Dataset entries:
....
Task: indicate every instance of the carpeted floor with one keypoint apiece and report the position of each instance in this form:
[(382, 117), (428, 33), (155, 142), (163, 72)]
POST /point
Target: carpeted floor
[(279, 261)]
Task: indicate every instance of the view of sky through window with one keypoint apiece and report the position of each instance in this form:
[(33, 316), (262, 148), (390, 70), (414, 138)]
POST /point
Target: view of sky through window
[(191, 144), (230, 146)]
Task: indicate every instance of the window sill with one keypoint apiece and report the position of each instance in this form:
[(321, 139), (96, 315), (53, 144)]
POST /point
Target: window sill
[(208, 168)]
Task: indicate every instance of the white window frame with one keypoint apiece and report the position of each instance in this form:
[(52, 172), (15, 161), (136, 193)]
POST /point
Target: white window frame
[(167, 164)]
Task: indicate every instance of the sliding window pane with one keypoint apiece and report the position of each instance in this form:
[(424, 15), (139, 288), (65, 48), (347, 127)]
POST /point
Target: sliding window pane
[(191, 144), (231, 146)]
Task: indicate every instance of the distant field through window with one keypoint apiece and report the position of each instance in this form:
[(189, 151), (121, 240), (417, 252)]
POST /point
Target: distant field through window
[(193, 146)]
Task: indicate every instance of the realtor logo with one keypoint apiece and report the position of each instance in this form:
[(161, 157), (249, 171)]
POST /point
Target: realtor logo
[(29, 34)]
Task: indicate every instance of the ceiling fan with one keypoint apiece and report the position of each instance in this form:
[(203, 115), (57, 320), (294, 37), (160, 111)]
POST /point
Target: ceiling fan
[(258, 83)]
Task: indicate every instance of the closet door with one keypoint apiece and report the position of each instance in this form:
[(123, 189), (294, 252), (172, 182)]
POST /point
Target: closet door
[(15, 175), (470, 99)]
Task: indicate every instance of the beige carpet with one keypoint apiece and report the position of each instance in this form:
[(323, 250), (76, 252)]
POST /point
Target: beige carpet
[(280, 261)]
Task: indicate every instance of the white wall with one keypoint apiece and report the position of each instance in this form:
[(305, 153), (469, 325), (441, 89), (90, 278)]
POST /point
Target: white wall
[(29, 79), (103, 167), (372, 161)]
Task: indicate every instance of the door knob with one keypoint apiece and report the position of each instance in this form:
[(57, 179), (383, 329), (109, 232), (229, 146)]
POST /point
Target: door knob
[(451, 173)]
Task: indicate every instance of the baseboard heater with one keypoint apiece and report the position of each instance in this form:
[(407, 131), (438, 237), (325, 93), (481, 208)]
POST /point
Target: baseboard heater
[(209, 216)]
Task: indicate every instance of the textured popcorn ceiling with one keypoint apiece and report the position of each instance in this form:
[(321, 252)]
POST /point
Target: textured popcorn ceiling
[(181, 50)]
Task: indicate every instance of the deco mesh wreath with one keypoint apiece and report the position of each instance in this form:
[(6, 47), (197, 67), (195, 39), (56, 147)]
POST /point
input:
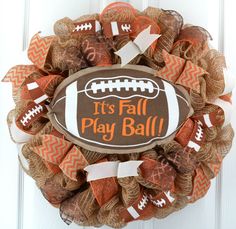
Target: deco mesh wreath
[(122, 116)]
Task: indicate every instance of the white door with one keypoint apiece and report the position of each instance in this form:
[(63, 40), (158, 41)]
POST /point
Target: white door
[(22, 205)]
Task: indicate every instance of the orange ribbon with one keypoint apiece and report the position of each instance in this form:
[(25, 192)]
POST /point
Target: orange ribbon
[(179, 71), (60, 154)]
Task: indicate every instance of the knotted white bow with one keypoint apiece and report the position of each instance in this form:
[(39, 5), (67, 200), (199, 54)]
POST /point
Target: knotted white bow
[(140, 44), (112, 169)]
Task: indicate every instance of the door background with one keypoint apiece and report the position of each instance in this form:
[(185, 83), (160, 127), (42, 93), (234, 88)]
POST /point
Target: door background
[(23, 206)]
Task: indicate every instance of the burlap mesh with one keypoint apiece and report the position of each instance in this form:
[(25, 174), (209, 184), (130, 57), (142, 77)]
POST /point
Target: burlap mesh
[(75, 198)]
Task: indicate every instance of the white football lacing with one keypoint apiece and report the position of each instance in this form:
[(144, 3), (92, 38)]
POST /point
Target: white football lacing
....
## WORK REQUIRED
Return the records above exactly as written. Do not include their images.

## RESULT
Task: indicate every instance of the carpeted floor with one keypoint apiece and report the position of each instance in this form:
[(382, 117), (428, 33), (155, 142), (163, 72)]
POST /point
Target: carpeted floor
[(279, 261)]
Task: indicate every instance of the view of sky through window with one keypoint apiece and report the position of each instance in this form:
[(33, 316), (262, 148), (390, 70), (414, 138)]
POST /point
Target: view of sky through window
[(191, 144), (230, 146)]
Task: indicate every instance of the window sill with one keypoint apiece and report the position of each instance in this form:
[(321, 139), (96, 315), (53, 144)]
POST /point
Target: window sill
[(208, 168)]
Task: indicate every instance of the white window frame with one keypoint apiece and report the position of each instance in this form:
[(52, 172), (15, 161), (136, 193)]
POST /point
Target: white window frame
[(167, 164)]
Task: indicate every instance of the sliding window pane with one keypoint apiece and report the position of each instance in this form:
[(424, 15), (139, 288), (65, 48), (347, 127)]
POST /point
Target: sliding window pane
[(191, 144), (231, 146)]
Task: indicate every instance of the distant field through window with one keypoint apiece and report the position of each instance in this form:
[(189, 151), (121, 240), (417, 252)]
POST /point
Target: distant field through window
[(193, 146)]
Task: indicate every instance of the realtor logo with one keypoint apiece and report the position of each instance in this form:
[(161, 157), (249, 171)]
POST /point
Target: realtor logo
[(29, 34)]
Task: indicate every instance of the ceiling fan with one keypoint apiece and report the position of each instance in this form:
[(203, 115), (57, 320), (294, 37), (160, 111)]
POST /point
Target: ceiling fan
[(258, 83)]
Task: indicate every instance of the closet door with one keypoint apiece and report the position of each instance in this form:
[(123, 189), (294, 252), (172, 182)]
POST /point
Target: closet door
[(15, 175), (470, 99)]
Task: indicate every instance of the beige carpet with one keypoint apiece and report the position of each instance in this form:
[(323, 250), (76, 252)]
POST /point
Target: beige carpet
[(280, 261)]
Task: indicate every instance of the white wall with one keypoint apiece and report the position of each instance in this form:
[(305, 153), (469, 325), (441, 89), (90, 278)]
POST /point
Target: white wall
[(29, 79), (103, 167), (372, 161)]
Task: indicate every instance of the door knob with one keypoint apiece and report the position of each instance in this form:
[(57, 179), (383, 329), (109, 232), (229, 146)]
POST /point
Target: door knob
[(451, 173)]
Task: indicate every instance of the baseboard heater with one keypoint apiece and report the position of each instance in this form:
[(407, 131), (438, 237), (325, 93), (481, 208)]
POST /point
Target: baseboard heater
[(209, 216)]
Task: indicate every instance of the textured popcorn ceiling with one keypoint apiece and report the position of each instance in this form:
[(321, 252)]
POST /point
Target: textured popcorn ceiling
[(181, 50)]
Task: indicate every instance of the deco mesh wreath with one keypoint apiece and report the position of each instance in this form:
[(6, 47), (197, 67), (195, 39), (56, 147)]
POST /point
input:
Target: deco mesh wreath
[(122, 116)]
Task: indicate every instance of the white door with one keypoint apiece and report the position of each instance in this form:
[(63, 40), (158, 41)]
POST /point
Target: white door
[(22, 205)]
Task: indicate every instance of the orange ribbon with one keypoint apiece and report the position of each instance in this form:
[(25, 192)]
POST /point
Target: orange ribbon
[(179, 71), (60, 154)]
Task: indicate every instance of the knotted white bow with one keypoint apiece and report the position of each instance in this form:
[(39, 5), (67, 200), (199, 54)]
POST /point
Target: knotted white bow
[(140, 44), (112, 169)]
Task: indicate every instance of the door background with one keypoint apiece and report the position of each instance in this form:
[(185, 83), (160, 127), (42, 93), (234, 88)]
POST /point
Target: door background
[(23, 206)]
Task: indicate every instance of the burlap mesh with one keypoint apiece and report the position of each instance in this form:
[(25, 174), (209, 184), (130, 57), (142, 77)]
POST /point
Target: burlap mesh
[(75, 198)]
Task: indicate every instance of the white football lacing with one keypoint apiece and report the position of each instance in this form:
[(144, 3), (92, 38)]
POST /point
Target: white football lacing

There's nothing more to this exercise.